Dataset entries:
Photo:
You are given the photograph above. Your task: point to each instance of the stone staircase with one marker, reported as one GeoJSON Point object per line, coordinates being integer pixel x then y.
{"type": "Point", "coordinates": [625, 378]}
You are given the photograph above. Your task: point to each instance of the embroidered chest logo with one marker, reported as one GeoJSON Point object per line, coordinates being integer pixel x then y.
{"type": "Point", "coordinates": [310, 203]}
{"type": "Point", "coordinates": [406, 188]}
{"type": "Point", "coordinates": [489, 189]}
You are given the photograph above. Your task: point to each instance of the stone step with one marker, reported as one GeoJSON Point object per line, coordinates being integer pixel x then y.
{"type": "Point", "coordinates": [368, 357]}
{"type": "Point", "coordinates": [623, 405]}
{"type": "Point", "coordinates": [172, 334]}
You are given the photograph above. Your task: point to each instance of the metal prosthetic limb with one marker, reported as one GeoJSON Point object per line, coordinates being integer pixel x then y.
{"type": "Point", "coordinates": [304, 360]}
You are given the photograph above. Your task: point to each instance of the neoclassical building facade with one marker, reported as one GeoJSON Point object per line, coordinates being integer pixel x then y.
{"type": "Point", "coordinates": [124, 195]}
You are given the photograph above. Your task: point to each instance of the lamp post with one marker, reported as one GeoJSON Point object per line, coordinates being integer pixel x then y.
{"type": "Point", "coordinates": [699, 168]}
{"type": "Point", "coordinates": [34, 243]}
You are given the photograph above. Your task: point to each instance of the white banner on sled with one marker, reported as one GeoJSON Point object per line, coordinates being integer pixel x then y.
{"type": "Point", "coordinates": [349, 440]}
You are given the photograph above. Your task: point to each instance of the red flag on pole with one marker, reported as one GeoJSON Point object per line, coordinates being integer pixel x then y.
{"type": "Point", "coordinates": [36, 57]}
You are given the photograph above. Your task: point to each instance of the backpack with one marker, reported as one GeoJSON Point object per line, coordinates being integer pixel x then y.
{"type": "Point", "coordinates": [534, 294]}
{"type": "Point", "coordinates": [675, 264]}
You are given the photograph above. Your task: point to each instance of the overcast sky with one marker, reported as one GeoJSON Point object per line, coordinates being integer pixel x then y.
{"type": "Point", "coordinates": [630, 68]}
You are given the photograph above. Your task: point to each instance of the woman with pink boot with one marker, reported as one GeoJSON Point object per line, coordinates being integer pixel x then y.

## [Task brief]
Output every record above exactly as it appears.

## [Solution for this exercise]
Photo:
You are given the photograph above. Your task: point to each instance of the stone staircase with one marker, reported as one GeoJSON Point object per line, coordinates being integer pixel x then y.
{"type": "Point", "coordinates": [625, 378]}
You are given the photograph above. Your task: point to each instance of the embroidered chest logo with one marker, reported as one GeoJSON Point object per line, coordinates being integer pixel x then y.
{"type": "Point", "coordinates": [310, 203]}
{"type": "Point", "coordinates": [406, 188]}
{"type": "Point", "coordinates": [489, 189]}
You are given the photograph above. Your task: point to each instance of the stone step with one marker, reported as one GeoJSON Point object per line, coordinates being integer pixel x then y.
{"type": "Point", "coordinates": [368, 357]}
{"type": "Point", "coordinates": [623, 405]}
{"type": "Point", "coordinates": [172, 334]}
You are given the photograph above. Your task: point to each instance of the metal prosthetic limb with one marker, reported as one GeoJSON Point object per line, coordinates being integer pixel x then y.
{"type": "Point", "coordinates": [304, 360]}
You are given the photograph above. Your task: point to each instance of the neoclassical building facade with one marker, reported as one GeoJSON Point object per line, coordinates being integer pixel x then y.
{"type": "Point", "coordinates": [124, 195]}
You are given the photograph above. Your task: point to each instance of the lamp post with one marker, reported as one GeoJSON Point object per line, coordinates being integer pixel x then y.
{"type": "Point", "coordinates": [699, 168]}
{"type": "Point", "coordinates": [34, 243]}
You are given the photograph above. Your task: point to each instance of the white banner on sled with one marker, reported as one GeoJSON Point object per line, coordinates being integer pixel x then y.
{"type": "Point", "coordinates": [349, 440]}
You are given the photograph above. Your task: point to each instance of the red flag on pole with one marker, reported as one GeoJSON Point object per line, coordinates being integer pixel x then y.
{"type": "Point", "coordinates": [36, 57]}
You are given the photograph above. Your task: point to each instance of the backpack with one marker, reported as one GeoJSON Point object per line, coordinates being integer pixel x then y.
{"type": "Point", "coordinates": [534, 294]}
{"type": "Point", "coordinates": [675, 264]}
You are given the photograph above. Your task: point to each instance of the overcast sky with one marker, reported as one GeoJSON Point object per line, coordinates being integer pixel x then y.
{"type": "Point", "coordinates": [630, 68]}
You are given the photograph above. Your task: point to each instance of the woman with pink boot with one marker, reported as one GeoJSON Point object per line, coordinates being integer pixel x then y.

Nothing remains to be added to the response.